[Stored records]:
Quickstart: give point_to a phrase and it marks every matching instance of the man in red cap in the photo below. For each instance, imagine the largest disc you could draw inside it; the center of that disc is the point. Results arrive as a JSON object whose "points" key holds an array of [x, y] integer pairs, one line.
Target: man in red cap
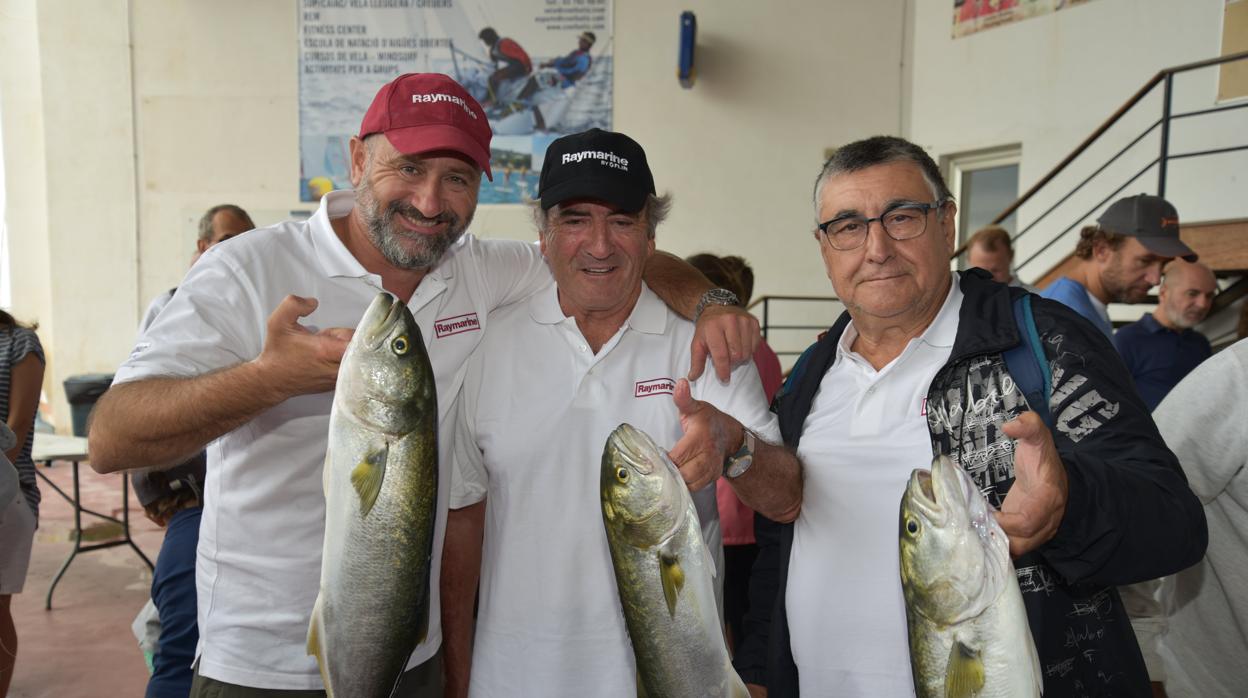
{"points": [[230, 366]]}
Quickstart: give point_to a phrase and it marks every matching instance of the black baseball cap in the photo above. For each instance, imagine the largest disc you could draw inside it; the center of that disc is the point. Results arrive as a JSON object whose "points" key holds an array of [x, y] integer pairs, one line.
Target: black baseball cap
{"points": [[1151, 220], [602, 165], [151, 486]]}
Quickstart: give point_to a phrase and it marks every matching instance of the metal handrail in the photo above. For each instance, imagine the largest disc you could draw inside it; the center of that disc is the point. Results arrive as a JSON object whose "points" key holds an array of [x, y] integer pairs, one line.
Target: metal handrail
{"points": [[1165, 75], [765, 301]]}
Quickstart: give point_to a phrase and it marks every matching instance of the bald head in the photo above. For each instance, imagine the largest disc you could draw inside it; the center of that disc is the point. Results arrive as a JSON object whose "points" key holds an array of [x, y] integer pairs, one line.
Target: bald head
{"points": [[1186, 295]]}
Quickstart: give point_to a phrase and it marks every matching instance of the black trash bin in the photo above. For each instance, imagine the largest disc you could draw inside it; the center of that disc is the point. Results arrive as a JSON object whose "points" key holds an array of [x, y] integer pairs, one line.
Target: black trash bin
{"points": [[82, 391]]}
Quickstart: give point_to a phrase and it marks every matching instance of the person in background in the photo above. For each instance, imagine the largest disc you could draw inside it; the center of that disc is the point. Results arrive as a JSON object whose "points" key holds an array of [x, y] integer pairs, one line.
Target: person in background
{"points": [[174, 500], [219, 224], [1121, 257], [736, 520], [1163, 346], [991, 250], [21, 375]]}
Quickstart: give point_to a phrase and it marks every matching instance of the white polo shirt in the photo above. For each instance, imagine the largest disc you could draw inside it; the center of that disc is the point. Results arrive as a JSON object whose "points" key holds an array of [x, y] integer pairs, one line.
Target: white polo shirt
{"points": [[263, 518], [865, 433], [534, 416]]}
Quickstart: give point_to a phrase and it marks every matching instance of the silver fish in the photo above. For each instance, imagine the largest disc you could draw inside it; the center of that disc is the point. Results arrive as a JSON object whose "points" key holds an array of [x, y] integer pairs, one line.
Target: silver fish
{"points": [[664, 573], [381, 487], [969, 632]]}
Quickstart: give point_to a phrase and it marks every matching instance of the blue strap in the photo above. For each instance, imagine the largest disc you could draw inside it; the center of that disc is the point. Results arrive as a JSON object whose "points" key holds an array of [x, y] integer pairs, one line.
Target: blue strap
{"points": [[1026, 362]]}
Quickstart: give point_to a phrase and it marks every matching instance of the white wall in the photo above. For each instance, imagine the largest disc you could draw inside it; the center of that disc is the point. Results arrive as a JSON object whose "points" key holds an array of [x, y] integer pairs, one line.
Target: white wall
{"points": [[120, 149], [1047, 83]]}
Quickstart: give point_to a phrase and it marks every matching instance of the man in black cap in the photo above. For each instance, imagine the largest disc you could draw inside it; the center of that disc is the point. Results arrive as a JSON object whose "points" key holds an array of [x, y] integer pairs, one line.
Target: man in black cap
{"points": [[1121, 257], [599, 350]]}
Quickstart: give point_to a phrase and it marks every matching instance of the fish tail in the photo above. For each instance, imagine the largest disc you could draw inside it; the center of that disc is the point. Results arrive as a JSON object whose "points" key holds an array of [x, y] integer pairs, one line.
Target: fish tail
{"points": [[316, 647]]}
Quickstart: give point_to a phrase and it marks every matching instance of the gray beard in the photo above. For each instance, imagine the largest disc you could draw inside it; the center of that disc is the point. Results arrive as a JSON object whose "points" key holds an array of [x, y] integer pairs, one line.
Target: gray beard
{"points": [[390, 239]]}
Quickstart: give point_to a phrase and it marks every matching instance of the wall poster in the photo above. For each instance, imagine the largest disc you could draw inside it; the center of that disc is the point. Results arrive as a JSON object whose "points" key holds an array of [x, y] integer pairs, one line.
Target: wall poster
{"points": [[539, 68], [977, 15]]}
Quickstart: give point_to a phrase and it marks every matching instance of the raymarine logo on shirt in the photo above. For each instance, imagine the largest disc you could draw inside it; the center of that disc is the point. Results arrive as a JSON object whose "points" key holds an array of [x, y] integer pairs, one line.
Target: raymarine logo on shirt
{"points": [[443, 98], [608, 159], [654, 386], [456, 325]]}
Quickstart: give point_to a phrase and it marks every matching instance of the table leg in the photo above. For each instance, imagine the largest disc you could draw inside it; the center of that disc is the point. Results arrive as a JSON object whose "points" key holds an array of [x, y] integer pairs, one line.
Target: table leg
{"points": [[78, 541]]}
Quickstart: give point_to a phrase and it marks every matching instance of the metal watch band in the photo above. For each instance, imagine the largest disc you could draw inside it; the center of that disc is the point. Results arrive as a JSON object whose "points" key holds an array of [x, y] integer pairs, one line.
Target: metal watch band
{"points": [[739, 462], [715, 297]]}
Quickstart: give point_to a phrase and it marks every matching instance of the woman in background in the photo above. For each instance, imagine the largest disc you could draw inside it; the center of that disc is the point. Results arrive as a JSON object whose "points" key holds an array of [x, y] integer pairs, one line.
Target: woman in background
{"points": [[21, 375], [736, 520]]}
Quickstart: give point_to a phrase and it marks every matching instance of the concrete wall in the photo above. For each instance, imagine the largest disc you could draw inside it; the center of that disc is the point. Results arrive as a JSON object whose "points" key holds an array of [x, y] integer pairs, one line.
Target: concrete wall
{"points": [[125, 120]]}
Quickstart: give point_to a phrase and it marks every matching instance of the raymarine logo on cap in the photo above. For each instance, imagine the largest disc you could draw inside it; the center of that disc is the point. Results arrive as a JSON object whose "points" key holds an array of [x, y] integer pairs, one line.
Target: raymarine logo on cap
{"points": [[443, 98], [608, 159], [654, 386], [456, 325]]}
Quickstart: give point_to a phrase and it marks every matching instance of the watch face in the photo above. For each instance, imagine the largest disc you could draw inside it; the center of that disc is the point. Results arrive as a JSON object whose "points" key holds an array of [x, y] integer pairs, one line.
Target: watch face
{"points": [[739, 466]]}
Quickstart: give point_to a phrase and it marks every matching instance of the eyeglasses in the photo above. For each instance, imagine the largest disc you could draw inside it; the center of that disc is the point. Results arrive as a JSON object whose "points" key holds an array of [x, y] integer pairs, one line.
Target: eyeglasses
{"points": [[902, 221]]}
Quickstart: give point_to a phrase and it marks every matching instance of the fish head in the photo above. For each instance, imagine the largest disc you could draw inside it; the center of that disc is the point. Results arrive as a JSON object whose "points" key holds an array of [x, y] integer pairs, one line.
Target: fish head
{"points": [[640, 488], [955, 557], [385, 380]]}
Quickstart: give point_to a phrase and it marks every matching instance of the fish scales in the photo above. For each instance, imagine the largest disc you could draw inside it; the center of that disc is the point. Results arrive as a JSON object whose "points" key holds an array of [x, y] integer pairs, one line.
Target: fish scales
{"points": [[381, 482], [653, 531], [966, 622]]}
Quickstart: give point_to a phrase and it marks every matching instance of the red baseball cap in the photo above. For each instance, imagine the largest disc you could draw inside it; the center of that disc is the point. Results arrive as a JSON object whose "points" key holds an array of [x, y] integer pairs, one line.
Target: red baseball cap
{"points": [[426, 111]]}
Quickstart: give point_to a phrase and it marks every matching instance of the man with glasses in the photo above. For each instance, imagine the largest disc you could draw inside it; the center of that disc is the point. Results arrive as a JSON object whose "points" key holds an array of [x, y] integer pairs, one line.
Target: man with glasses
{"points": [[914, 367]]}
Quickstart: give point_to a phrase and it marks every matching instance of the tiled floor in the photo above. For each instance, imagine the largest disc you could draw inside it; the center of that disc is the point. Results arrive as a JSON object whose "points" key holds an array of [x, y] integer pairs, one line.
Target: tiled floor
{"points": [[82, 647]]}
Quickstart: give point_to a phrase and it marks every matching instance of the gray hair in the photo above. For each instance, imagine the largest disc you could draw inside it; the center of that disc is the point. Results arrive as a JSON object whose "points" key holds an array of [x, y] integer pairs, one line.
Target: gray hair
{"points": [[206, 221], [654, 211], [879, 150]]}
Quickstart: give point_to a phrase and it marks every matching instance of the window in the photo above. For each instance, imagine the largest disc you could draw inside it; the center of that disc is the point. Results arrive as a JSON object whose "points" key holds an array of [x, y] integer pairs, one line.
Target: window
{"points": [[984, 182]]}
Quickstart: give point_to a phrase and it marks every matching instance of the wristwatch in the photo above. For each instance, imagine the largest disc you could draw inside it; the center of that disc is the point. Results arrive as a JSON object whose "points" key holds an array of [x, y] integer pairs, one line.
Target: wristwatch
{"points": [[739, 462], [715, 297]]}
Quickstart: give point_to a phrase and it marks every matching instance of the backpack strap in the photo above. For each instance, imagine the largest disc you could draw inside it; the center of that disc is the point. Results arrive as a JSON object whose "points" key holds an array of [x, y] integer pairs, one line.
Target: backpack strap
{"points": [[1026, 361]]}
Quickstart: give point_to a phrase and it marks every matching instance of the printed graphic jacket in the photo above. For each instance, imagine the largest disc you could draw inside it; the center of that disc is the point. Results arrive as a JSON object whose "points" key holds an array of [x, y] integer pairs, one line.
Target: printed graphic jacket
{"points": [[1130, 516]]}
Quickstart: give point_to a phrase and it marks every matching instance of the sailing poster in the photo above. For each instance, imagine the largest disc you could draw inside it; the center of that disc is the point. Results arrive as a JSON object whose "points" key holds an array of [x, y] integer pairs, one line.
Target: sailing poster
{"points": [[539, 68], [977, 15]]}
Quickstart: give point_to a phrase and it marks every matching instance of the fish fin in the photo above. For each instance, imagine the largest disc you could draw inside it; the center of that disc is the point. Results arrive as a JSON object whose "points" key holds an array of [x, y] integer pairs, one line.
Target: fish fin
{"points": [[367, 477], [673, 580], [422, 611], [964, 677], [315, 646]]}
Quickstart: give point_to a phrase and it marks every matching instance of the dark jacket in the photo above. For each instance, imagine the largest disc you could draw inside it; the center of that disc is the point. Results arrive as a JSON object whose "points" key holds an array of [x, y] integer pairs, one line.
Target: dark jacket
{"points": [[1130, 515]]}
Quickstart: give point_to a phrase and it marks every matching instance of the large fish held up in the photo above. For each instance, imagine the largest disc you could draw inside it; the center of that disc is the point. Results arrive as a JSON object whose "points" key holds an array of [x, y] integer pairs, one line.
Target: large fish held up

[WHAT TO PRODUCE]:
Starting from the line containing "of the backpack", repeat each line through the end of the entries, exactly.

[RESPONSE TO THIS TASK]:
Quickstart: give point_to a phrase and it marks every matching instance of the backpack strap in the photo above. For each instance, imagine the largest disc you could draw inside it; the center of that disc is the point. Results arrive as a JSON object whose "points" key holds an array of [x, y] integer pairs, one line.
Target: backpack strap
{"points": [[1026, 361]]}
Quickstart: give point_to a phrase and it marks every matching instance of the printed graphic jacket in the photo above. For each instance, imagine the largest disc you could draw inside it; the center of that disc is the point. Results arrive as a JSON object whose "points" key holds an array of [x, y] integer pairs, one line.
Target: printed graphic jacket
{"points": [[1130, 516]]}
Quickstart: give point_to a phrase and it marks every matching instance of the sailing poster in the photo above. For each instance, imagine the largest disc you could draw inside it; the center of that disc is the point. Results arrive as a JSON object whose "points" key holds an array of [x, y] integer pairs, one line.
Target: sailing poster
{"points": [[539, 68], [977, 15]]}
Quickstart: give point_to a phrase and it marks every matching instance of the fish fin in the photo above. For each instance, imagine the largest disc you could draw inside it; the center of that disc is the point. Results arrive as a JSON object whose "points" key holds an array of [x, y] integer pairs, one line.
Target: fish fin
{"points": [[367, 477], [673, 580], [422, 611], [964, 677], [315, 646]]}
Quickstart: give point_to a phrase and it marks every matching instance of the dark jacket in the photo above. For each instance, imagine the largest disc you could draw inside it; the center of that disc is the point. Results arrive as a JSON object whose "points" key holds an array of [x, y] integer pairs, one line.
Target: dark jacket
{"points": [[1130, 515]]}
Quickstart: give point_to a phrase and it marks every matching instance of the large fish held up in the photo above. For each instance, imagine the largest disc you could draw inside it; the center of that disc is the point. Results arrive as a JSON object whose "points" key holds an array of [x, y] integer pairs, one line.
Target: large fish held up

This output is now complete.